— start of Quoted passage —

UsingPhrasetablesInCanoe - SamuelLarkin/LizzyConversion GitHub Wiki
Up PortageII / Translating Previous: DecoderAlgorithms Next: Evaluation
Using phrase tables in canoe
Canoe allows the simultaneous use of two kinds of phrase tables on disk:
-
multi-prob phrase tables, specified by the
-ttable-multi-prob
option; and -
TPPT phrase tables, specified by the
-ttable-tppt
option.
Each kind of phrase table contains a set of phrase pairs, and associates one or more probabilities or scores with each pair.
Text phrase tables (obsolete)
The old single-prob text phrase table format is obsolete, and no longer supported. We keep the description here because the description of the multi-prob phrase table builds on the information in this subsection.

— end of Quoted passage —
— start of Source excerpt —

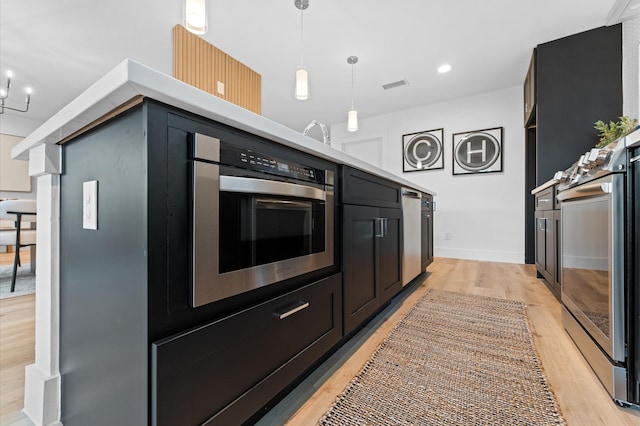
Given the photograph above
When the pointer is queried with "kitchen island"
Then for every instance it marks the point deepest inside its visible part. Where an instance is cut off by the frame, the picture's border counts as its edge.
(133, 348)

— end of Source excerpt —

* [Problem set]:
**1)** Name every phrase table format mentioned on the canoe phrase tables page.
**2)** Write the next part of the canoe phrase tables page, continuing after its final sentence.
The data has no connection to the canoe phrase tables page.

* [Outputs by task]:
**1)**
- Multi-prob phrase tables
- TPPT phrase tables
- Single-prob text phrase tables (obsolete and no longer supported)

**2)**
Text phrase tables are the simplest and oldest format: they associate exactly one probability with each phrase pair. They come in two varieties: "backward" tables in which the probability is p(src|tgt), and "forward" tables in which it is p(tgt|src). Here src is the current source phrase and tgt is the current target phrase. There are two possibilities for using many different text phrase tables together: either all tables must be backward ones, or all tables must come in backward/forward pairs in which each member of the pair contains the same set of phrases. Forward and backward probabilities are distinguished in the loglinear model, and for the purposes of filtering low-probability pairs. Here are the possibilities:
-
using only backward tables (obsolete):
- each table is a feature in the loglinear model, and is assigned a weight
- filtering is performed by ranking translations of each source phrase according to a weighted sum of its probabilities in each table
-
using paired backward/forward tables:
- each backward table is a feature in the loglinear model, and is assigned a weight
- forward tables are not features in the loglinear model unless an initial set of weights for them is given with the
-weight-f
switch, or the-use-ftm
switch is used - filtering is performed by ranking translations of each source phrase according to a weighted sum that depends on whether forward weights are used:
- if so, forward weights are applied to forward probabilities by default; but the
-ttable-prune-type
switch can be used to select an alternate strategy: either backward weights with forward probabilities, or all weights with all probabilities - if not, backward weights are applied to forward probabilities
- if so, forward weights are applied to forward probabilities by default; but the
Each line in a forward phrase table follows this format:
target ||| source ||| p(target|source)
Each line in a backward phrase table follows this format:
source ||| target ||| p(source|target)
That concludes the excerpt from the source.